§ **Excerpted data**:
··········

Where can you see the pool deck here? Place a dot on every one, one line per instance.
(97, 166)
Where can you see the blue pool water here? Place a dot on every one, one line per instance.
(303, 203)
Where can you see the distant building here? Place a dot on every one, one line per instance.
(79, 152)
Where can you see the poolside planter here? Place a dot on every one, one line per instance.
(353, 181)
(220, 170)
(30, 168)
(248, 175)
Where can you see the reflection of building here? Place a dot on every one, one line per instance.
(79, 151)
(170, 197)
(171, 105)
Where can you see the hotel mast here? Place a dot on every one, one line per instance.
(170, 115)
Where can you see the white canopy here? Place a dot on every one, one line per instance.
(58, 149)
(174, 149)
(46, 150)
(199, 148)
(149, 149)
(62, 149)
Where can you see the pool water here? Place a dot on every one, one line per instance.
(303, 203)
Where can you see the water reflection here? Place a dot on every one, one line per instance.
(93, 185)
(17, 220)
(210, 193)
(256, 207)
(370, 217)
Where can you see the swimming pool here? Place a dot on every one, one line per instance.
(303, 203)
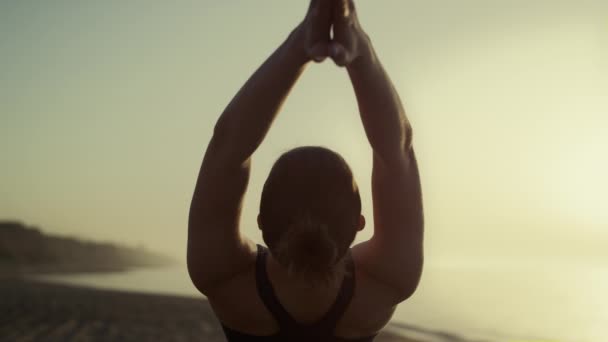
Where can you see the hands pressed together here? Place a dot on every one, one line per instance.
(349, 40)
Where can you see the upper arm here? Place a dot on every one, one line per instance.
(216, 249)
(394, 255)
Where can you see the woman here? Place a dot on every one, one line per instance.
(308, 284)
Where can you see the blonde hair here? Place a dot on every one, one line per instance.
(309, 254)
(309, 214)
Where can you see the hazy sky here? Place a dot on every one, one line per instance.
(107, 107)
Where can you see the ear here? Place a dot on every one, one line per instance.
(361, 223)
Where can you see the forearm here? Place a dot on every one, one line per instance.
(382, 113)
(245, 122)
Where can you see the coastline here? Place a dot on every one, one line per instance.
(34, 310)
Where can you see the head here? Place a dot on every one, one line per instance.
(310, 212)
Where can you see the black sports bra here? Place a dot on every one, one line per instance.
(289, 329)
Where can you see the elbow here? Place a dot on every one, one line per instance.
(410, 283)
(408, 138)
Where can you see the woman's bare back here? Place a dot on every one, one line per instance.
(238, 305)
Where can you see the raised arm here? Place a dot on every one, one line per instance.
(216, 249)
(394, 255)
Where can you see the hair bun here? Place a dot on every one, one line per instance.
(307, 250)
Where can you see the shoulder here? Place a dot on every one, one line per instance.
(213, 273)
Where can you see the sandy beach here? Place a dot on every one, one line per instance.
(36, 311)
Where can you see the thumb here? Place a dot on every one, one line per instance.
(338, 53)
(319, 52)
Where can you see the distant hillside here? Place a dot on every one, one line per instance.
(28, 250)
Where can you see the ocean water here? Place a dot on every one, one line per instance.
(456, 301)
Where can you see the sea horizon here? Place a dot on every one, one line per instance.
(458, 302)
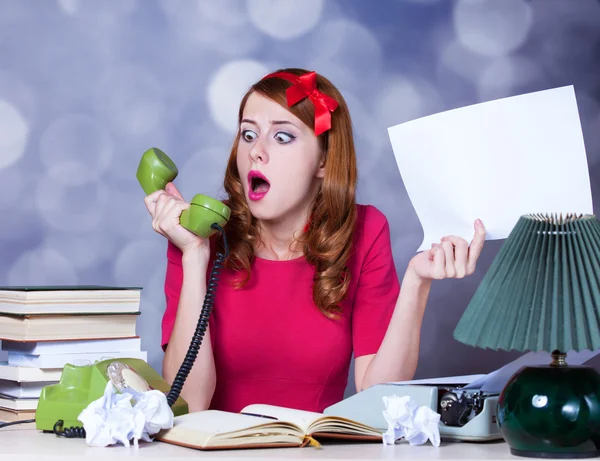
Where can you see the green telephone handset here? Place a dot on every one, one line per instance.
(60, 404)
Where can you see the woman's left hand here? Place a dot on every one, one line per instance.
(453, 257)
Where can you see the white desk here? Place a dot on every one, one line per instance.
(17, 444)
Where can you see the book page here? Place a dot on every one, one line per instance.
(219, 428)
(301, 418)
(311, 422)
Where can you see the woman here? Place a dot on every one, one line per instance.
(310, 279)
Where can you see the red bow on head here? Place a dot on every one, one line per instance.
(306, 86)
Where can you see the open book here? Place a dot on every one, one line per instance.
(261, 426)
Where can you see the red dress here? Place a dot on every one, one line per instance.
(271, 343)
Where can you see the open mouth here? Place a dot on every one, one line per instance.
(258, 185)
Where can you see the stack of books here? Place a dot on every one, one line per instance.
(44, 328)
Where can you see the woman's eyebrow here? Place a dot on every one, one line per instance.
(273, 122)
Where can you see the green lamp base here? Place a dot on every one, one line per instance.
(552, 411)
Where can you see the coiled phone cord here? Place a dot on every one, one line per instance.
(190, 357)
(196, 342)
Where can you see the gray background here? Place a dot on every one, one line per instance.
(86, 86)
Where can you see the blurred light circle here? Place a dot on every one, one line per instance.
(137, 261)
(76, 136)
(283, 19)
(462, 61)
(14, 132)
(490, 27)
(98, 10)
(130, 99)
(42, 266)
(204, 26)
(125, 213)
(75, 206)
(224, 12)
(227, 87)
(401, 99)
(505, 75)
(12, 186)
(14, 91)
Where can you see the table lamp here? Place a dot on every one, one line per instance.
(542, 293)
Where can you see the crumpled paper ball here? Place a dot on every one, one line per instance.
(131, 415)
(407, 420)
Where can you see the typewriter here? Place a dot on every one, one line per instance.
(466, 404)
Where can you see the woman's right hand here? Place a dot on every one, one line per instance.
(165, 207)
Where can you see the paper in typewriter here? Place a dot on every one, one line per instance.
(495, 161)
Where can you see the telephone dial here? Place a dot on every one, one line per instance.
(60, 404)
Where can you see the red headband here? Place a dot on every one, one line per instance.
(306, 86)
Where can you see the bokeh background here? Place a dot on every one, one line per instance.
(86, 86)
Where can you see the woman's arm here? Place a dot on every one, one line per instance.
(398, 355)
(200, 383)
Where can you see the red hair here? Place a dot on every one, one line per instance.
(327, 243)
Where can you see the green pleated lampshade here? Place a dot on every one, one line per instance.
(542, 291)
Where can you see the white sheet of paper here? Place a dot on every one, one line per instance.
(495, 161)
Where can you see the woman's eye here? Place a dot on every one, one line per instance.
(249, 135)
(283, 137)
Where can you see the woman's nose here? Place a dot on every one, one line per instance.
(258, 152)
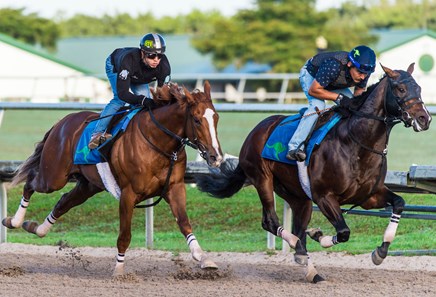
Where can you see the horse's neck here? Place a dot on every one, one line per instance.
(374, 104)
(172, 117)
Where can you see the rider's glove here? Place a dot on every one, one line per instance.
(148, 103)
(343, 101)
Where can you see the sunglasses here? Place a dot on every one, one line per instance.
(153, 56)
(368, 68)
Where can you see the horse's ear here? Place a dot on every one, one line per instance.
(207, 89)
(411, 68)
(389, 72)
(189, 97)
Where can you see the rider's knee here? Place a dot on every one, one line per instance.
(343, 235)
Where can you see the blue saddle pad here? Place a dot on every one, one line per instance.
(83, 154)
(276, 146)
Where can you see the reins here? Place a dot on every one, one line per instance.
(390, 121)
(173, 156)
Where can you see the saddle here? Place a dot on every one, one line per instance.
(84, 156)
(276, 146)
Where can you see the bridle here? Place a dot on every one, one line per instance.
(394, 107)
(395, 112)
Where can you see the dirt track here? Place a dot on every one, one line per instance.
(50, 271)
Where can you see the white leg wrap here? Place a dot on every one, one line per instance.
(391, 230)
(194, 246)
(43, 229)
(18, 218)
(310, 270)
(290, 238)
(328, 241)
(119, 266)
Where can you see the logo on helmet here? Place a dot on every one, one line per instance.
(356, 52)
(148, 43)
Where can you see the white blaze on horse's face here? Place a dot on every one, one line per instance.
(208, 115)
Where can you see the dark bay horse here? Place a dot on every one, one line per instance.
(148, 160)
(349, 167)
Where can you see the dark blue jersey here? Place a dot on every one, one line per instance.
(331, 71)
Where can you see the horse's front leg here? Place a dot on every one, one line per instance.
(177, 200)
(302, 210)
(331, 209)
(127, 204)
(378, 201)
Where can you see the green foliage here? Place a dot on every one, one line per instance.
(280, 33)
(30, 28)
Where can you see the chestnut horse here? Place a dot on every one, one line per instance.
(348, 167)
(148, 160)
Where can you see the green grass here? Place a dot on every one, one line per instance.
(219, 225)
(22, 129)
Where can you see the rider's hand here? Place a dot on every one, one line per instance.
(148, 103)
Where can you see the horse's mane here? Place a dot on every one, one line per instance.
(356, 103)
(172, 93)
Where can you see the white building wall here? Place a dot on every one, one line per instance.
(29, 77)
(402, 56)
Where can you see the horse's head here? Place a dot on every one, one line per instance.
(403, 99)
(201, 122)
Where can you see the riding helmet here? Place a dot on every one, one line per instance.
(363, 58)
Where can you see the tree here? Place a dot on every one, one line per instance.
(281, 33)
(29, 28)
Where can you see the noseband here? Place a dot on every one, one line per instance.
(394, 104)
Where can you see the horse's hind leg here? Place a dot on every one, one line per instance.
(78, 195)
(17, 220)
(398, 203)
(177, 201)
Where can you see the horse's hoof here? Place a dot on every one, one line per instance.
(7, 222)
(208, 264)
(301, 259)
(119, 270)
(317, 278)
(30, 226)
(376, 258)
(314, 233)
(313, 276)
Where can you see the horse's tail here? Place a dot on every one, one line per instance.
(31, 164)
(224, 183)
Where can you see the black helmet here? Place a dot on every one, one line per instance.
(363, 58)
(153, 43)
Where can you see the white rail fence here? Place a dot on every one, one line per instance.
(419, 179)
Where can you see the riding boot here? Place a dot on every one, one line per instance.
(97, 139)
(299, 154)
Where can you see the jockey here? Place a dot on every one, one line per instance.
(129, 71)
(327, 76)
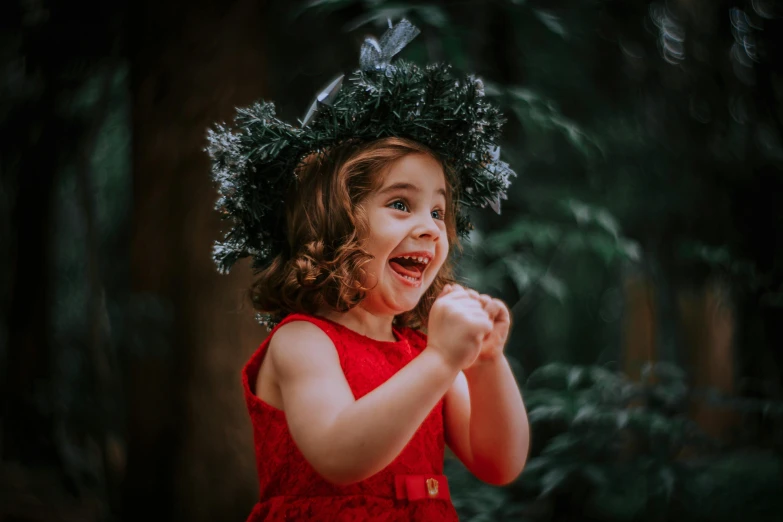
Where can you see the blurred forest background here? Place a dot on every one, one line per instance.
(641, 248)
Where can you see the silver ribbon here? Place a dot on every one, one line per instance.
(377, 54)
(325, 97)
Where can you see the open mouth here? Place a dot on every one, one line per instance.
(409, 268)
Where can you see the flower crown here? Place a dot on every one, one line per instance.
(254, 161)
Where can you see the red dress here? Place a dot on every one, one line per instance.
(411, 488)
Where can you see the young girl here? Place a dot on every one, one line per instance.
(351, 404)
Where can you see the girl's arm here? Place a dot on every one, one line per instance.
(486, 422)
(347, 440)
(344, 439)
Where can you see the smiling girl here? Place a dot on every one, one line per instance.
(352, 405)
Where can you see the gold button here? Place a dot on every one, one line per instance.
(432, 487)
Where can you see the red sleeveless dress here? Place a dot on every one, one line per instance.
(411, 488)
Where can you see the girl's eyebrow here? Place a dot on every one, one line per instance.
(402, 185)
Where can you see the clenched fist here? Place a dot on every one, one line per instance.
(458, 326)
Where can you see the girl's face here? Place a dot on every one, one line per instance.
(407, 234)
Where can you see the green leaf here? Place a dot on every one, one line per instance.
(554, 479)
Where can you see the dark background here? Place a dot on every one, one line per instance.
(640, 248)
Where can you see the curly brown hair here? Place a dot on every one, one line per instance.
(323, 264)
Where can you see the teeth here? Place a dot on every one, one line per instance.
(422, 260)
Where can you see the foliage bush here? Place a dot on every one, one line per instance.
(608, 449)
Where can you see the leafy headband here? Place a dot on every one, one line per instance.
(253, 161)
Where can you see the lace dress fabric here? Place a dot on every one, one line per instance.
(289, 487)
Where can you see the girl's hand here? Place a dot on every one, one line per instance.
(493, 343)
(457, 327)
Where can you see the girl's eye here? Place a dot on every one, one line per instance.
(399, 205)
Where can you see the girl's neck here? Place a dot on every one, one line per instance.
(358, 319)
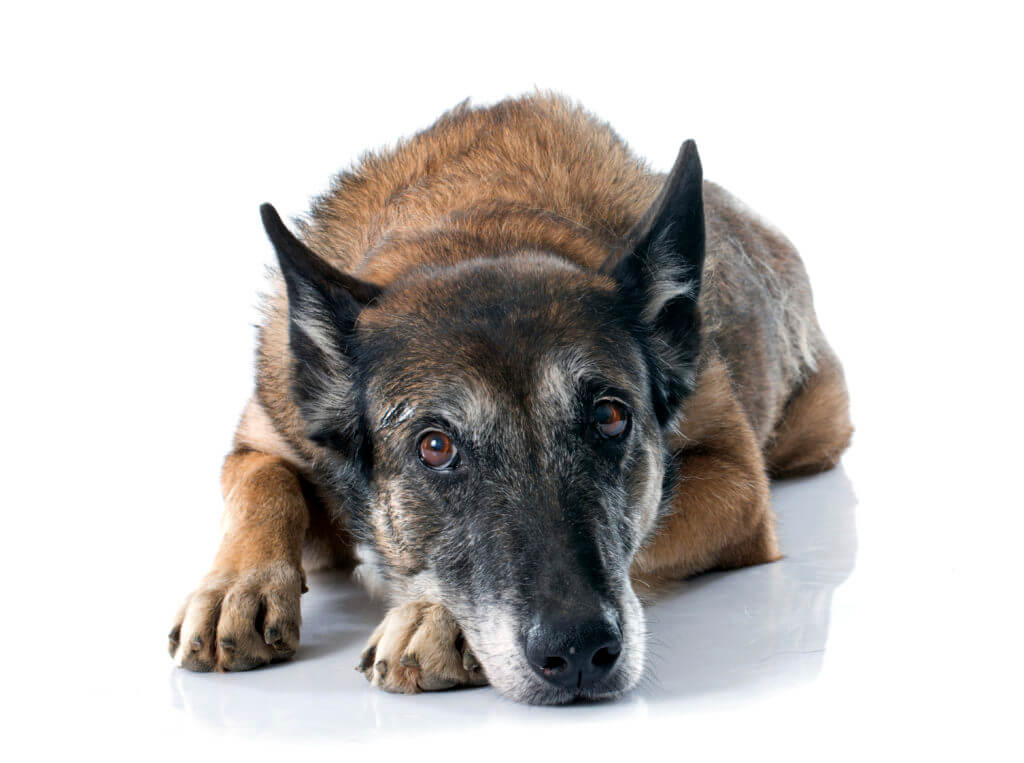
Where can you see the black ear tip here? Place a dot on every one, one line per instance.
(689, 153)
(271, 220)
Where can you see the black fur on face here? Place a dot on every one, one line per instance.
(510, 358)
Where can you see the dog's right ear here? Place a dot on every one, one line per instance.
(323, 304)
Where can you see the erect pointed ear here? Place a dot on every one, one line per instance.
(323, 304)
(659, 280)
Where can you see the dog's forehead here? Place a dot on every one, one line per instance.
(480, 340)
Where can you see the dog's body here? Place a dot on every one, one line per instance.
(506, 282)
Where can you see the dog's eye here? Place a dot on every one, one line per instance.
(437, 451)
(610, 419)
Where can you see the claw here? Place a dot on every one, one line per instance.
(367, 659)
(174, 639)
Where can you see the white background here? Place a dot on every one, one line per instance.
(136, 143)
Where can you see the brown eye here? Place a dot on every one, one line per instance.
(610, 418)
(437, 451)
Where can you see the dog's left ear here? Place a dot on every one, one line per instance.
(659, 280)
(324, 304)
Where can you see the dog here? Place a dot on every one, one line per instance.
(514, 374)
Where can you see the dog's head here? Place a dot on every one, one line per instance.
(504, 419)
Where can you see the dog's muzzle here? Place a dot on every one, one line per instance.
(573, 654)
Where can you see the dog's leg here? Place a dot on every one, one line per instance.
(720, 514)
(246, 611)
(419, 647)
(815, 427)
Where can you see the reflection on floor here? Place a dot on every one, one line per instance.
(725, 634)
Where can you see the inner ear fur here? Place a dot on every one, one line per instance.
(324, 304)
(659, 277)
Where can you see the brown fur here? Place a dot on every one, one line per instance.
(531, 174)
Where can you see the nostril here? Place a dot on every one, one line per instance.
(606, 656)
(554, 666)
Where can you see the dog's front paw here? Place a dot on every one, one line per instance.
(239, 621)
(420, 647)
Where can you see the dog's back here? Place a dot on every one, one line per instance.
(540, 173)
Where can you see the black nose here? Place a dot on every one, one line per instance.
(573, 655)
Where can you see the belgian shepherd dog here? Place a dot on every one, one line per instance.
(512, 373)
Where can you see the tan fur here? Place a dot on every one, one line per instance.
(419, 647)
(534, 174)
(721, 513)
(815, 426)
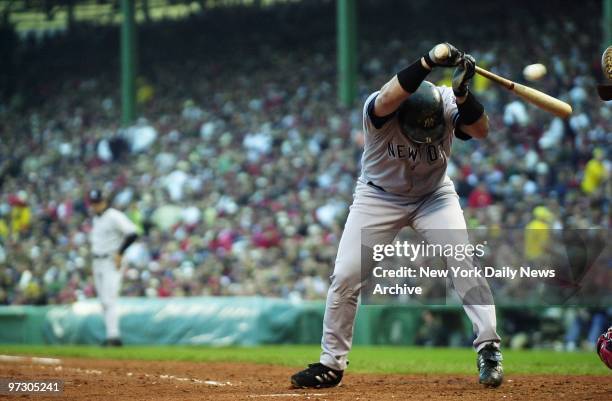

··········

§ **Try it**: Leaving out the pictures, restate word for word the lines above from the one containing "Where can you see the dog's front" through the end of the records, both ends included.

§ **Answer section**:
Where can you see the dog's front paw here? Place a dot on every one, one line per instance.
(239, 621)
(420, 647)
Where can you see the dog's back here? Place a dot on every one, one line per instance.
(540, 173)
Where can you see the black nose here? Place a dot on every one, one line per instance.
(573, 655)
Where can you see the belgian shepherd dog here? Place a dot on every one, one line per instance.
(512, 373)
Where can you see the tan fur here? Place a dot on every one, one line per instance.
(419, 647)
(534, 174)
(721, 513)
(815, 426)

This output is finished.